• Instructions to follow: Which of the lines below contain the string "white"? Pull each one out of the data.

• Information provided:
BEGIN
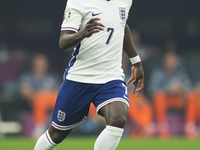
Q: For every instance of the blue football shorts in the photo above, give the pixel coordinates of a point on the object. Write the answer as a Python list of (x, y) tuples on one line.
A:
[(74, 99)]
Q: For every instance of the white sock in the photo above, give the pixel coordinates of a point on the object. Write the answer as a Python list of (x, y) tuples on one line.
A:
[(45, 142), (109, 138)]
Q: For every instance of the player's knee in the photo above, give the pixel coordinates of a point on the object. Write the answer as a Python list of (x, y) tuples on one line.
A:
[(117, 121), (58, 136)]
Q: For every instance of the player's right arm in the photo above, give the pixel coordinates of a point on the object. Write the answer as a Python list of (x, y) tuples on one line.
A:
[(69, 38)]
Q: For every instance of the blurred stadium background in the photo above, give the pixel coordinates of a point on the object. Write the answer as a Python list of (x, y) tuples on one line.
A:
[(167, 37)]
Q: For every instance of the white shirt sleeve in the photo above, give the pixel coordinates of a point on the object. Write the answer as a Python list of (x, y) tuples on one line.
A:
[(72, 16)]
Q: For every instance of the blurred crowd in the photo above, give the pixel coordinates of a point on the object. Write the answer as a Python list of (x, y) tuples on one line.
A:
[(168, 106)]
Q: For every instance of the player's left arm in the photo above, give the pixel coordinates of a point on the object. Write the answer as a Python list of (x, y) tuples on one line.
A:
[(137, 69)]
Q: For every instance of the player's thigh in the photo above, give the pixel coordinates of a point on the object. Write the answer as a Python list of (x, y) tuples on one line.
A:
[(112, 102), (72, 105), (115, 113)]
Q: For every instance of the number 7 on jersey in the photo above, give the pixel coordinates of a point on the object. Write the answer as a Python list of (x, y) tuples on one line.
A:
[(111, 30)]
END
BEGIN
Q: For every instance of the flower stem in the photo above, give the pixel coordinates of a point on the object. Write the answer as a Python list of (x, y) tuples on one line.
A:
END
• Exercise output:
Q: For every instance of the white sock in the photo above, give the pixel coordinates of a point on the object. Write the answer as a Python list of (x, y) tuples on one line.
Q: For every instance of the white shirt sleeve in the photo above, give the pixel coordinates of a point on the object. Write the answer as a Python list of (x, y) tuples on one line.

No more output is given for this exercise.